[Dataset excerpt]
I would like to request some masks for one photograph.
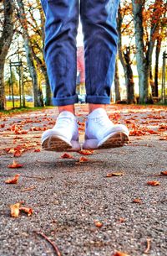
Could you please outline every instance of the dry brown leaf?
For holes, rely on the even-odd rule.
[[[106,175],[107,178],[110,178],[113,176],[124,176],[124,174],[123,172],[111,172]]]
[[[100,222],[94,222],[94,224],[97,227],[101,227],[103,226],[103,223]]]
[[[167,170],[163,170],[160,172],[162,175],[167,175]]]
[[[119,219],[118,219],[118,222],[122,223],[122,222],[125,222],[126,220],[124,217],[120,217]]]
[[[9,165],[8,167],[8,168],[21,168],[21,167],[23,167],[23,165],[20,165],[18,162],[16,162],[15,160],[13,160],[13,164]]]
[[[112,256],[130,256],[129,254],[127,254],[123,252],[116,252],[114,254],[113,254]]]
[[[84,157],[84,156],[81,156],[78,159],[78,162],[79,163],[82,163],[82,162],[88,162],[88,159],[86,157]]]
[[[18,217],[20,212],[20,202],[18,202],[14,205],[10,206],[11,216],[13,217]]]
[[[28,208],[28,207],[20,207],[20,211],[28,213],[28,216],[31,216],[33,212],[33,210],[32,208]]]
[[[94,154],[94,149],[84,149],[78,151],[78,153],[84,155],[90,155]]]
[[[148,185],[160,185],[160,182],[159,181],[156,181],[156,180],[151,180],[151,181],[148,181],[147,182]]]
[[[138,204],[142,204],[142,201],[140,198],[134,198],[133,200],[133,202],[138,203]]]
[[[13,179],[9,179],[5,180],[5,183],[7,184],[17,184],[20,175],[16,175]]]
[[[73,156],[70,154],[64,153],[63,155],[61,155],[62,159],[73,159]]]

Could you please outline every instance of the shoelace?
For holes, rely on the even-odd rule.
[[[101,126],[106,126],[106,123],[109,122],[109,119],[107,117],[101,117],[101,118],[95,118],[94,121]]]
[[[57,128],[64,128],[64,126],[68,127],[70,123],[72,123],[73,121],[73,118],[68,117],[58,118],[56,122],[56,126]]]

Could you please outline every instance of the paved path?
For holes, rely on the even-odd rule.
[[[149,255],[167,255],[167,176],[156,176],[167,170],[167,109],[109,107],[114,123],[127,123],[131,134],[140,136],[130,136],[122,148],[94,151],[81,163],[78,153],[61,159],[61,153],[37,150],[54,112],[1,117],[0,255],[57,255],[38,232],[63,256],[112,256],[116,251],[143,256],[147,239]],[[81,141],[86,113],[84,105],[78,107]],[[13,159],[23,168],[8,168]],[[112,172],[124,175],[107,178]],[[17,185],[4,183],[16,174]],[[149,180],[160,185],[148,185]],[[136,198],[142,203],[133,202]],[[22,201],[33,215],[11,217],[9,206]],[[103,226],[96,227],[96,221]]]

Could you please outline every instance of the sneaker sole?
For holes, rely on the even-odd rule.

§ Goal: Render the lines of the listing as a numbered list, from the line with "Could you please outline every instance of the paved" through the end of the listing, both included, leaving out any blank lines.

§ Output below:
1. Could you please outline every instance of the paved path?
2. For holes, rely on the even-odd rule.
3. [[[149,255],[167,255],[167,176],[156,176],[167,170],[167,109],[109,107],[114,123],[127,123],[131,134],[140,136],[130,136],[122,148],[94,151],[81,163],[78,153],[61,159],[61,153],[37,150],[54,112],[1,117],[0,255],[57,255],[38,232],[63,256],[112,256],[116,251],[143,256],[147,239]],[[81,141],[86,113],[84,105],[78,107]],[[13,159],[23,168],[8,168]],[[112,172],[124,175],[107,178]],[[17,185],[4,183],[16,174]],[[149,180],[160,185],[148,185]],[[136,198],[142,203],[133,202]],[[22,201],[33,215],[11,217],[9,206]],[[103,226],[96,227],[96,221]]]
4. Could you please outline every instance of the sneaker sole?
5. For holes, rely on the even-odd rule.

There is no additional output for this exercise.